Exercise prompt: Each line of the material must be returned exactly.

Given data:
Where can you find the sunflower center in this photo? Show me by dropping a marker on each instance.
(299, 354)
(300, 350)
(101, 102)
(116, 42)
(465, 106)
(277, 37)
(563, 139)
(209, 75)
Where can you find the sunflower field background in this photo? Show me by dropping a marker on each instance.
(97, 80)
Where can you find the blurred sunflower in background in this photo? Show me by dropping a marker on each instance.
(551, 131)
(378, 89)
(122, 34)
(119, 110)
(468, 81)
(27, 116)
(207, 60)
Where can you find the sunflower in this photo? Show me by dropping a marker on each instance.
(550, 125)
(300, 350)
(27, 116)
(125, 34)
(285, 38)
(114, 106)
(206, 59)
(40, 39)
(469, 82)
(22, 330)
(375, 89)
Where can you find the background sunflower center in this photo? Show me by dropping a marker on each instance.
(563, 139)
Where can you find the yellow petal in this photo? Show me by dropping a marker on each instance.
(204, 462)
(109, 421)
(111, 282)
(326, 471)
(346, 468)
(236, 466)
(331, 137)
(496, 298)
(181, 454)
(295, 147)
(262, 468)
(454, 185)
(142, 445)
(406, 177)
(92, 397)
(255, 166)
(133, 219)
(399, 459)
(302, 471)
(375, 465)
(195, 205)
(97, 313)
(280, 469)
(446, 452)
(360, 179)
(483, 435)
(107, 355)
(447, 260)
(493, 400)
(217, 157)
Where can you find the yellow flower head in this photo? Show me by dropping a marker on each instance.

Answer in full:
Where can you find the sunflower center in this photo? Show me by dropping a marker on each instance.
(299, 354)
(300, 350)
(101, 102)
(116, 42)
(465, 106)
(277, 37)
(563, 139)
(209, 75)
Where can you find the sunflower field background in this photo? Show me by dropping a marker on each instance.
(97, 80)
Where can you find the blurred sunflower in background in this photo? Show me by dropping a marker on each instance.
(551, 131)
(378, 89)
(122, 34)
(119, 110)
(468, 81)
(27, 116)
(207, 60)
Where can you find the sunflower in this photo? Show me by dropping a marker on each instance.
(550, 125)
(300, 350)
(27, 116)
(125, 34)
(285, 38)
(114, 106)
(206, 59)
(40, 39)
(469, 82)
(22, 330)
(375, 89)
Where can you find the background sunflower center in this photo? Show me by dropping a marker on each instance.
(563, 139)
Where can you find the yellow petal in this photo? Show me by dropping a marker on each instance.
(204, 462)
(109, 421)
(111, 282)
(326, 471)
(346, 468)
(236, 466)
(331, 137)
(496, 298)
(181, 454)
(295, 147)
(262, 468)
(454, 185)
(142, 445)
(406, 177)
(92, 397)
(255, 166)
(133, 219)
(399, 459)
(302, 471)
(375, 465)
(195, 205)
(97, 313)
(280, 469)
(446, 452)
(360, 179)
(483, 435)
(107, 355)
(447, 260)
(493, 400)
(217, 157)
Where can you find the yellow flower head in this photo? Show me by dropping a marker on each instance.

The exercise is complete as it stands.